[STATED PROBLEM]: From the forum thread about pullets drinking little water, extract the passage from "Mine aren't drinking" to "never seen them." word for word.

[EXTRACT TO READ]:

# Not drinking much



## soratosjc (Jul 8, 2013)

My 4 girls free range most of the day in our yard. It has been super hot and muggy here recently but I haven't had to refill their water. I have a few pots in the yard that the sprinklers water at night that don't drain and I have noticed the girls drinking from there a few times recently. Should I be concerned about their water intake? They are super healthy 10 week old pullett.


----------



## GratefulGirl (Sep 10, 2012)

Mine aren't drinking much either & it's been blazing hot here!


----------



## Bee (Jun 20, 2013)

I wouldn't worry too much, particularly if they are free ranging. A lot of moisture is found in what they are eating right now with the plethora of juicy bugs out on forage right now. 

I have a group of youngsters that live and forage far from the water source all day and I have never seen them at the water pan in all these months...I'm assuming they access it now and again, but I've never seen them.


----------



## soratosjc (Jul 8, 2013)

Thank you! And drinking stagnant water from the sprinklers is ok too? I know how important clean fresh water is!


----------



## Bee (Jun 20, 2013)

They seem to prefer it! Yes...I've seen dogs and chickens alike be given fresh water on a hot day and they'll walk over to an old mud puddle and drink like they've never seen water for weeks and this is the last oasis.  Cats, at least, seem to prefer fresh water over warm, old, scummy water..... 

As long as you have fresh water available, I wouldn't worry...they are often strange in their actions.


----------



## GratefulGirl (Sep 10, 2012)

Funny you mentioned this I just experienced it today. Mine have fresh water twice a day sometimes but I saw them preferring dirty water sitting in a puddle! Go figure!


----------

[Named region outline records]

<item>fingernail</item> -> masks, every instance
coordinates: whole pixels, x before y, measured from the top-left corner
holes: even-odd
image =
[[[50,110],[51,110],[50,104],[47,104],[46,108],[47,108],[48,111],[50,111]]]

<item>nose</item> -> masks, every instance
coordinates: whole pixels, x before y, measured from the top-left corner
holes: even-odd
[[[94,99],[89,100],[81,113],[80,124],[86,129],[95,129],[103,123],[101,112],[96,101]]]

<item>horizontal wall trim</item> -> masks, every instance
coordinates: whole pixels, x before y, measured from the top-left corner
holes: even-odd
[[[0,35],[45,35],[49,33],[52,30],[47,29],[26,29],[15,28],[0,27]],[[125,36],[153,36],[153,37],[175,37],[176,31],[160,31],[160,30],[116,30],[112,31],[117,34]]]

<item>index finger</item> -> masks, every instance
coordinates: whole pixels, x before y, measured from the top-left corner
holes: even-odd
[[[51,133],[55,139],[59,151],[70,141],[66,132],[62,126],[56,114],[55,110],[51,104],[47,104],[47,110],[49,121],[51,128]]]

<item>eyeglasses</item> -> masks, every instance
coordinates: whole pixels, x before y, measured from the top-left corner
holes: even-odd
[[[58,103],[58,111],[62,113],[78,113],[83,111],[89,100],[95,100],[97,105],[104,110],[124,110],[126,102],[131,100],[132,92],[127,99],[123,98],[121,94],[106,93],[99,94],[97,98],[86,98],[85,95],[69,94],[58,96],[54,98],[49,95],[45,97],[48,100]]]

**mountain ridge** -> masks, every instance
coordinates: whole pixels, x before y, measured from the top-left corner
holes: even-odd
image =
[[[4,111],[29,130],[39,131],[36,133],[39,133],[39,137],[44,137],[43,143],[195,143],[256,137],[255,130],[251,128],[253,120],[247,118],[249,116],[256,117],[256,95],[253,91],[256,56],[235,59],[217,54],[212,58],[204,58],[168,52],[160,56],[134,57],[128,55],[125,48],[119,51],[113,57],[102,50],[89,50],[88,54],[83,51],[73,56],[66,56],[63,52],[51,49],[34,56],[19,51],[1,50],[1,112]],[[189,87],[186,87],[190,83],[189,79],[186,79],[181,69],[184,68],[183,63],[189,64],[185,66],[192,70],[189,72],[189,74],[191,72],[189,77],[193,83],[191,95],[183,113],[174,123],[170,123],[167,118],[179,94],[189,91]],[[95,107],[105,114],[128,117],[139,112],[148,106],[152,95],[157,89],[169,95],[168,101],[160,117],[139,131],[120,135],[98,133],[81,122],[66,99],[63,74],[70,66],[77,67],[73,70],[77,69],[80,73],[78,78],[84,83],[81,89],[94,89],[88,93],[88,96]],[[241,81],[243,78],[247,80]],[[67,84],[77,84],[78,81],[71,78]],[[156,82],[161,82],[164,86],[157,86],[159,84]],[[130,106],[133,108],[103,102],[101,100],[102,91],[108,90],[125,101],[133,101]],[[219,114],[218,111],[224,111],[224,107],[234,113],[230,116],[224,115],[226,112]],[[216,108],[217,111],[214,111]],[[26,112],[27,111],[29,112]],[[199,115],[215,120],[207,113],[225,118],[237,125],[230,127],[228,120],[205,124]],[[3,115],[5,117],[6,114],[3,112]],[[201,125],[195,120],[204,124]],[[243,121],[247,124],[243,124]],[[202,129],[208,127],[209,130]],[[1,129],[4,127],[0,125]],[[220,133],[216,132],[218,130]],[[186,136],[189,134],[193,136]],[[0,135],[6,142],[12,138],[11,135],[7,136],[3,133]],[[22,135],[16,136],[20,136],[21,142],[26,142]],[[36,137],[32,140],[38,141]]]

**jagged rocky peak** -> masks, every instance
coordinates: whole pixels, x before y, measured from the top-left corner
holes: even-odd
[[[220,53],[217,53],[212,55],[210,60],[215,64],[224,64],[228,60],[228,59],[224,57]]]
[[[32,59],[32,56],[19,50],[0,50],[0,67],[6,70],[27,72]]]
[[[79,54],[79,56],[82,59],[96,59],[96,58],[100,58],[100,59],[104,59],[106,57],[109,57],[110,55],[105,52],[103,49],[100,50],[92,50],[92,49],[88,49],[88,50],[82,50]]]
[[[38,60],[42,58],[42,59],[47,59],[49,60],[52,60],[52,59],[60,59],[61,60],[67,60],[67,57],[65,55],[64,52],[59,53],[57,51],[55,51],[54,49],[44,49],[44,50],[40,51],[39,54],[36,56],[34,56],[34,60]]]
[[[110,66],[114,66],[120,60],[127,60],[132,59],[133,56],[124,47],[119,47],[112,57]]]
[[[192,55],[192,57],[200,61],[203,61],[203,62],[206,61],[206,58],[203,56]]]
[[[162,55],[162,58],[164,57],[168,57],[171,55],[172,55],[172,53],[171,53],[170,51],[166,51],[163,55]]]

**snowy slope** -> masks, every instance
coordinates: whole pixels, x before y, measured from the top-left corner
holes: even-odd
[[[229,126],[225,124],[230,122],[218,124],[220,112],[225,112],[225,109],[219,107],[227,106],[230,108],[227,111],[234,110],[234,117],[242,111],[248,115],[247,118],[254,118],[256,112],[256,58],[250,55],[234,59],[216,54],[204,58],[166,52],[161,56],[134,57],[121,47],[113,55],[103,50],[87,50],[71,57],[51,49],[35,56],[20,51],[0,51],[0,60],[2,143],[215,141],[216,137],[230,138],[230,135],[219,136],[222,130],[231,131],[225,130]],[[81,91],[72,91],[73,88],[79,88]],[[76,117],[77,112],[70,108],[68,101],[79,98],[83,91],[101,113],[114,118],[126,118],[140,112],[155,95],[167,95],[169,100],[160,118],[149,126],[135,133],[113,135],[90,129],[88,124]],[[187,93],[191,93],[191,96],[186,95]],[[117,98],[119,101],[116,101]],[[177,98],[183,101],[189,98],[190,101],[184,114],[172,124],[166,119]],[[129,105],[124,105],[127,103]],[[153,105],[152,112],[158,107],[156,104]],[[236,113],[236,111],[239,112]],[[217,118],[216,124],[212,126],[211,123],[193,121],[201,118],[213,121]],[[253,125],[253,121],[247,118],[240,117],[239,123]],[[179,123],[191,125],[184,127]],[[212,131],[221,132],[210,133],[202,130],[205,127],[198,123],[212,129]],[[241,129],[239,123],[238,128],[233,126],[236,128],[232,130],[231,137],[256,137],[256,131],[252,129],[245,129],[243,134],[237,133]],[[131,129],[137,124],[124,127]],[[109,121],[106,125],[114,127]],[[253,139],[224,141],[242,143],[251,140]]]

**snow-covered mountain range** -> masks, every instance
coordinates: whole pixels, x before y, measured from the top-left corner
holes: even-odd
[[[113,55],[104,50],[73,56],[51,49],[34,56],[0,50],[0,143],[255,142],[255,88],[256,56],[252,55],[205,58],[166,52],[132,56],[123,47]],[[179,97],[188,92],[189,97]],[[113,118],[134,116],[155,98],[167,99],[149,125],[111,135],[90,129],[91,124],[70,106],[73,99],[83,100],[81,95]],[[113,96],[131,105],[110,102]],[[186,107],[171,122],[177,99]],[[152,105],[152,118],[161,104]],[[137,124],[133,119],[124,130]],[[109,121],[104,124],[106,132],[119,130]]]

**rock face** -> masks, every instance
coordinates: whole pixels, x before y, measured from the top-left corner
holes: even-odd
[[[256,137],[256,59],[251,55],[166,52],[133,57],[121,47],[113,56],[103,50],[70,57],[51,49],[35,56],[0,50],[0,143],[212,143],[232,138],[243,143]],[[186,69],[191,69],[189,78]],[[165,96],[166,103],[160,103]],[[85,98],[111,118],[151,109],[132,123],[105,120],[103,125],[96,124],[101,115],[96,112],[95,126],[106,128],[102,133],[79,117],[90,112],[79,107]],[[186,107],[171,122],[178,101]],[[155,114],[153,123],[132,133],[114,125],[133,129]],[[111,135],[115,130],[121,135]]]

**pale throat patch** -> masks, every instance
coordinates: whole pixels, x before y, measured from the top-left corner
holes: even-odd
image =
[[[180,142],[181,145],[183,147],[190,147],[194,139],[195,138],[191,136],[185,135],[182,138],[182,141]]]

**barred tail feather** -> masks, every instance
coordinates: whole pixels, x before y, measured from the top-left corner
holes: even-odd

[COMPLETED TASK]:
Mine aren't drinking much either & it's been blazing hot here!


----------



## Bee (Jun 20, 2013)

I wouldn't worry too much, particularly if they are free ranging. A lot of moisture is found in what they are eating right now with the plethora of juicy bugs out on forage right now. 

I have a group of youngsters that live and forage far from the water source all day and I have never seen them at the water pan in all these months...I'm assuming they access it now and again, but I've never seen them.